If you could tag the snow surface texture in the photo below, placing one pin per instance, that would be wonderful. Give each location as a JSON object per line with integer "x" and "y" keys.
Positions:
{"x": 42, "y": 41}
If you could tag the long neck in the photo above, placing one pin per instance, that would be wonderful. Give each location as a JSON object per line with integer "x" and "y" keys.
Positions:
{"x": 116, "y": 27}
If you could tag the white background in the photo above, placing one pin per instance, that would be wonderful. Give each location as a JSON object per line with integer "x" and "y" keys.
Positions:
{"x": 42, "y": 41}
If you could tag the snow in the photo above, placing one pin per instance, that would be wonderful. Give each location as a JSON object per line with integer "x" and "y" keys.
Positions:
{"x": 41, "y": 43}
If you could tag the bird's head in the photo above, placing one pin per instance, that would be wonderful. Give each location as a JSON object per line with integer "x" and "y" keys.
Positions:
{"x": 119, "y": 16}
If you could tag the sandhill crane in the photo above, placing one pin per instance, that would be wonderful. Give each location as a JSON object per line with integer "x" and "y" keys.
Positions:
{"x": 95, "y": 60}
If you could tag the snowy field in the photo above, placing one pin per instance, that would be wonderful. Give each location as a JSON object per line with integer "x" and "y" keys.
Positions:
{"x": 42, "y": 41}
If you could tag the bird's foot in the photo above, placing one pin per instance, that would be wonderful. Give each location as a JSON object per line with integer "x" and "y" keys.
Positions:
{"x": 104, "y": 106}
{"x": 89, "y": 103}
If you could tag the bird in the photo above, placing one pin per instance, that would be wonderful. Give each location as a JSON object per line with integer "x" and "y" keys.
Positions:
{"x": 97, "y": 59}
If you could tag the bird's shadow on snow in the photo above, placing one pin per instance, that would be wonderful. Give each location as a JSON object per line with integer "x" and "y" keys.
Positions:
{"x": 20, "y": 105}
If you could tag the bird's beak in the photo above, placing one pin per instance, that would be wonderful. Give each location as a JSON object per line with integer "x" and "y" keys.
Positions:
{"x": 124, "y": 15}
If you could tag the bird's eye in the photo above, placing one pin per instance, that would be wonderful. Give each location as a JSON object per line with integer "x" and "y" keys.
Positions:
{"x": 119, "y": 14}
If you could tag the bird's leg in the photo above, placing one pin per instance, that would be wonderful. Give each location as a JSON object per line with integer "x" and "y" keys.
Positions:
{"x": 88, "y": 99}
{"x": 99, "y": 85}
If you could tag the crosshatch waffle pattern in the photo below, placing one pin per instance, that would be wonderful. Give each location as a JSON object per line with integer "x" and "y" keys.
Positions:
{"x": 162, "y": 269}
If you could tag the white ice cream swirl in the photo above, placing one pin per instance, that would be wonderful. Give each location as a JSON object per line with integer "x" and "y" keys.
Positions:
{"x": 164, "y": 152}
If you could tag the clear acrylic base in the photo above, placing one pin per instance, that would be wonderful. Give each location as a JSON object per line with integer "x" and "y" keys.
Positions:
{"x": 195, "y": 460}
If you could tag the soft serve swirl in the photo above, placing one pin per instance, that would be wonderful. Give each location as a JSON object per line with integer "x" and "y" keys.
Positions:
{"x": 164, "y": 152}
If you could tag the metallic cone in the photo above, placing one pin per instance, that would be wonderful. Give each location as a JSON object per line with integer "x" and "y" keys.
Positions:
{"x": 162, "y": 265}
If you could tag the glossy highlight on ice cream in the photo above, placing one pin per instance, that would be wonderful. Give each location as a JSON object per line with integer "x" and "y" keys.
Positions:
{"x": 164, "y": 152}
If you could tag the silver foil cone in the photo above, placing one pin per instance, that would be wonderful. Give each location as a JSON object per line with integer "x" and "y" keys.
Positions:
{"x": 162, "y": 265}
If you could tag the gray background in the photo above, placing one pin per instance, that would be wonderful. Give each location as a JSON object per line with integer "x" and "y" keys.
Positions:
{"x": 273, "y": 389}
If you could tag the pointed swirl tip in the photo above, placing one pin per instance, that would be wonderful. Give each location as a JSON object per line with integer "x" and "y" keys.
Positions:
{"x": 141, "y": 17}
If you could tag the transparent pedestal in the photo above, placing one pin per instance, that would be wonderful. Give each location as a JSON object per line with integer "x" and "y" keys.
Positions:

☆ ☆ ☆ ☆ ☆ ☆ ☆

• ABOUT THIS EXERCISE: Scan the entries above for the string "cream" and copy each line containing it.

• RESPONSE AREA:
If you could tag the white ice cream swirl in the photo above, placing one pin per instance, that would be wonderful. Give each location as a JSON object per line with integer "x" and "y" keys.
If you could tag the glossy highlight on ice cream in the photo above, placing one pin per instance, that would be wonderful. Give each location as a JSON object per line with integer "x" and "y" keys.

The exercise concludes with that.